## Extract provided

************

The comparison of variables did not show the presence of any significant differences that could bias the procedural outcomes in the analyzed populations. At the same time, the t-test results demonstrated a significantly higher degree of perceived pain and anxiety in the control group compared to the experimental one. The level of self-reported procedural pain measured with the WBFS (p <.001) in those participants who were exposed to external cooling and vibration via Buzzy equated 2.75 compared to 5.70 in those who were exposed to the standard procedure. Similarly, the level of self-reported procedural pain examined by using the VAS (p <.001) was 1.66 in the experimental group and 4.09 in the control group. The difference was statistically significant and led to accepting both of the suggested hypotheses regarding the benefits of the intervention in reducing pain and anxiety during peripheral IV cannulation in children.
Conclusions
Research findings make it clear that Buzzy is an efficient pain control method during minor invasive medical procedures in the pediatric population. The obtained results have multiple practical implications as previous research findings show that pain reduction is correlated with greater patient satisfaction with needle procedures. Additionally, compared to widely used pharmacological pain management remedies, external cooling and vibration have no adverse side effects. Therefore, Canbulat et al. (2015) recommend nurses implement Buzzy routinely when administering peripheral IV cannulation in younger individuals.

************

## Questions to answer
1. In the Buzzy excerpt, what was the VAS-measured level of self-reported procedural pain in the control group?
2. Copy the Buzzy excerpt word for word, starting at "Conclusions" and ending at "in younger individuals.".

************

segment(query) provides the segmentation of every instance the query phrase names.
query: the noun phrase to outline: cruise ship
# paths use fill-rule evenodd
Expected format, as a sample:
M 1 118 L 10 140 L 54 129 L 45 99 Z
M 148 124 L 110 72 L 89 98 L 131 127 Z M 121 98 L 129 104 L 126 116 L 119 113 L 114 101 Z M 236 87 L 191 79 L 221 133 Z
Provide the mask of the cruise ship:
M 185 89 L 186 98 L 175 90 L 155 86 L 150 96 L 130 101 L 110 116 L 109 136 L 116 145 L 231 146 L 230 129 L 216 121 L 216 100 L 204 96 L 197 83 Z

************

## Exercise solutions
1. 4.09

2.
Conclusions
Research findings make it clear that Buzzy is an efficient pain control method during minor invasive medical procedures in the pediatric population. The obtained results have multiple practical implications as previous research findings show that pain reduction is correlated with greater patient satisfaction with needle procedures. Additionally, compared to widely used pharmacological pain management remedies, external cooling and vibration have no adverse side effects. Therefore, Canbulat et al. (2015) recommend nurses implement Buzzy routinely when administering peripheral IV cannulation in younger individuals.